** Begin **

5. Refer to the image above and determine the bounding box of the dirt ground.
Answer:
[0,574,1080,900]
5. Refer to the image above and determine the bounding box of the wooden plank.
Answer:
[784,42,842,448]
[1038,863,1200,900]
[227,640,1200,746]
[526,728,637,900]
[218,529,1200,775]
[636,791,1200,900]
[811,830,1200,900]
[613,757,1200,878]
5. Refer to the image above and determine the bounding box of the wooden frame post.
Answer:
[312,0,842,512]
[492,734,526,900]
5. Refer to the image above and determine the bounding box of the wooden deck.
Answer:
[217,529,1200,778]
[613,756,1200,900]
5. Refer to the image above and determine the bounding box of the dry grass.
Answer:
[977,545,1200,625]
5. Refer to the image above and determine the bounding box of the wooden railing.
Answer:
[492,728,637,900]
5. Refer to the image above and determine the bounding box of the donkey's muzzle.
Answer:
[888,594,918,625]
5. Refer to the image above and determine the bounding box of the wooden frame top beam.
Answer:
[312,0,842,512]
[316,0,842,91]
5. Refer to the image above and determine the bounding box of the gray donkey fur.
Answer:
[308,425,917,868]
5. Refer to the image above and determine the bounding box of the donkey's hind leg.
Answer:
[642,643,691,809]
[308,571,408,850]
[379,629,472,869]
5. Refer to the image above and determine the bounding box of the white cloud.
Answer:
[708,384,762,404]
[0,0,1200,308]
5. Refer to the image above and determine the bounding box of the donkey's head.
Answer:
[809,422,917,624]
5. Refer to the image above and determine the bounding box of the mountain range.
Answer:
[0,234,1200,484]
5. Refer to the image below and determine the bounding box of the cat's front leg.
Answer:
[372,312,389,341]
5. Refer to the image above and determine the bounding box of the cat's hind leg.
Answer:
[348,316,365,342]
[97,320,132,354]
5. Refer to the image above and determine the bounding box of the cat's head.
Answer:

** End **

WHAT THIS TASK INVOLVES:
Convert all the records above into a Markdown table with two columns, Row and Line. Give each line its own numbered row and leave out blank lines.

ANSWER FOR THE TASK:
| Row | Line |
|---|---|
| 1 | 5. Refer to the image above and determine the bounding box of the dirt ground. |
| 2 | Answer: |
| 3 | [0,574,1080,900] |
| 4 | 5. Refer to the image above and determine the bounding box of the wooden plank. |
| 5 | Answer: |
| 6 | [784,42,842,448] |
| 7 | [1038,863,1200,900] |
| 8 | [227,640,1200,746] |
| 9 | [526,728,637,900] |
| 10 | [218,529,1200,775] |
| 11 | [636,791,1200,900] |
| 12 | [811,830,1200,900] |
| 13 | [613,757,1200,878] |
| 14 | 5. Refer to the image above and determine the bounding box of the wooden frame post. |
| 15 | Answer: |
| 16 | [312,0,842,512] |
| 17 | [492,734,526,900] |
| 18 | 5. Refer to the image above and determine the bounding box of the wooden deck. |
| 19 | Answer: |
| 20 | [217,529,1200,778] |
| 21 | [613,756,1200,900] |
| 22 | 5. Refer to the image above and determine the bounding box of the dry grass. |
| 23 | Answer: |
| 24 | [977,545,1200,625] |
| 25 | 5. Refer to the image above and determine the bounding box of the wooden railing. |
| 26 | Answer: |
| 27 | [492,728,637,900] |
| 28 | 5. Refer to the image above and determine the bounding box of the donkey's muzzle. |
| 29 | Answer: |
| 30 | [888,594,918,625] |
| 31 | 5. Refer to the image above and determine the bounding box of the wooden frame top beam. |
| 32 | Answer: |
| 33 | [312,0,842,512] |
| 34 | [316,0,842,91] |
| 35 | 5. Refer to the image above and determine the bounding box of the gray donkey fur. |
| 36 | Answer: |
| 37 | [308,425,917,868] |
| 38 | 5. Refer to the image above and determine the bounding box of the donkey's hind leg. |
| 39 | Answer: |
| 40 | [642,643,691,809] |
| 41 | [308,571,408,850] |
| 42 | [379,629,472,869] |
| 43 | 5. Refer to the image above and determine the bounding box of the white cloud. |
| 44 | Answer: |
| 45 | [708,384,762,404] |
| 46 | [0,0,1200,308] |
| 47 | 5. Refer to the image above and determine the bounding box of the donkey's head. |
| 48 | Answer: |
| 49 | [809,422,917,624] |
| 50 | 5. Refer to the image above and determine the bounding box of the mountain range. |
| 51 | Answer: |
| 52 | [0,234,1200,484] |
| 53 | 5. Refer to the image below and determine the bounding box of the cat's front leg. |
| 54 | Answer: |
| 55 | [372,312,389,341] |
| 56 | 5. Refer to the image above and determine the bounding box of the cat's hind leg. |
| 57 | Answer: |
| 58 | [348,316,365,342] |
| 59 | [97,320,132,354] |
| 60 | 5. Refer to the image above and determine the bounding box of the cat's head. |
| 61 | Answer: |